_Textauszug_:
Etappen internationaler sportbezogener Entwicklungszusammenarbeit
Im Zuge humanitärer Hilfsaktionen nach Naturkatastrophen und in Geflüchtetenunterkünften wurde Sport zunächst punktuell genutzt, um benachteiligten Menschen oder Bevölkerungsgruppen durch Sport und Spiele Ablenkung und Zuversicht zu vermitteln. Zentrale Akteure waren hierbei die Regierungen der Nationalstaaten, die – vielfach in Kooperation mit den Sportverbänden – vor allem finanzielle und personelle Unterstützung leisteten.
In den 1980er- und 1990er-Jahren begannen internationale Entwicklungshilfsorganisationen und NGOs dann verstärkt auf Sport und Bewegung als Instrumente für Bildung und Gesundheitsförderung zu setzen. Die Programme und Aktivitäten sind vor allem auf Schulen und lokale Gemeinschaften ausgerichtet, um Bildungschancen und die Gesundheitsförderung zu verbessern.
Im Zusammenhang mit den Millenniums-Entwicklungszielen (MDGs), die insbesondere auf Länder des globalen Südens ausgerichtet waren, lenkten auch die Vereinten Nationen (VN) den Blick explizit auf den „Sport als Mittel zur Förderung von Bildung, Gesundheit, Entwicklung und Frieden“. Die Generalversammlung verabschiedete 2003 eine entsprechende Resolution und proklamierte 2005 als das International Year for Sport and Physical Education.
QuellentextFriedensförderung der VN
Beispielhaft für das Engagement der VN steht das Friedensspiel der brasilianischen Fußballnationalmannschaft in Haiti im Jahre 2004. Als Brasilien die Leitung der VN-Mission zur Stabilisierung des Inselstaates übernahm, setzte man gezielt auf den Fußball. Die Mannschaft des Weltmeisters von 2002 wurde mit all ihren Stars um Ronaldo und Ronaldinho zu einem Freundschaftsspiel nach Haiti eingeflogen, um zur Pazifizierung des vom Bürgerkrieg aufgeriebenen Landes beizutragen. Nachdem die brasilianische Mannschaft unter dem Jubel der Haitianerinnen und Haitianer in gepanzerten Personentransportern der VN mit geöffneten Luken nach Port-au-Prince gebracht worden war, appellierte Mannschaftskapitän Ronaldo im Stadion in einer Ansprache an Frieden und Gesundheit.

_Aufgabe 1_:
Zitieren Sie aus dem Textauszug über sportbezogene Entwicklungszusammenarbeit wörtlich den Abschnitt, der mit den Worten „In den 1980er- und“ beginnt und nach den Worten „Gesundheitsförderung zu verbessern.“ endet.
_Aufgabe 2_:
Führen Sie den Text über sportbezogene Entwicklungszusammenarbeit im Anschluss an seinen letzten Satz weiter.

_Datenblock_:
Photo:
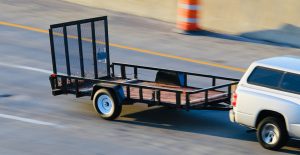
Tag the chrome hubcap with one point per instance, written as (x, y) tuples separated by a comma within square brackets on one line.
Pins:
[(105, 104), (270, 134)]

_Lösung 1_:
In den 1980er- und 1990er-Jahren begannen internationale Entwicklungshilfsorganisationen und NGOs dann verstärkt auf Sport und Bewegung als Instrumente für Bildung und Gesundheitsförderung zu setzen. Die Programme und Aktivitäten sind vor allem auf Schulen und lokale Gemeinschaften ausgerichtet, um Bildungschancen und die Gesundheitsförderung zu verbessern.

_Lösung 2_:
Zuvor war bereits durch den damaligen VN-Generalsekretär Kofi Annan im Jahr 2001 das United Nations Office on Sport for Development and Peace in Genf eingerichtet und die Position eines Sonderberaters des VN-Generalsekretärs für Sport mit den Schwerpunkten Frieden und Entwicklung etabliert worden. Nach dem ersten Sonderberater, dem ehemaligen Schweizer Bundesrat Adolph Ogi, übernahm 2007 der frühere Bremer Senator und Fußballmanager Willi Lemke diese Position. Sportpolitisch kontrovers diskutiert wurde, dass das Büro 2017 aufgelöst und auf Betreiben des Internationalen Olympischen Komitees eine direkte Partnerschaft zwischen den Vereinten Nationen und dem IOC verkündet wurde.
Zur Vernetzung der Aktivitäten der zahlreichen Akteure war 2002 eine ressortübergreifende Arbeitsgruppe zum Thema Sport für Entwicklung und Frieden durch den Generalsekretär der Vereinten Nationen eingerichtet worden. Aus dieser ging im Kontext der Olympischen Spiele 2004 in Athen ein Forum von Politikern und Entwicklungsexpertinnen unter Federführung der NGO Right to play hervor, das 2008 grundlegende Empfehlungen für Regierungen vorlegte, wie die Macht des Sports für Entwicklung und Frieden nutzbar zu machen sei.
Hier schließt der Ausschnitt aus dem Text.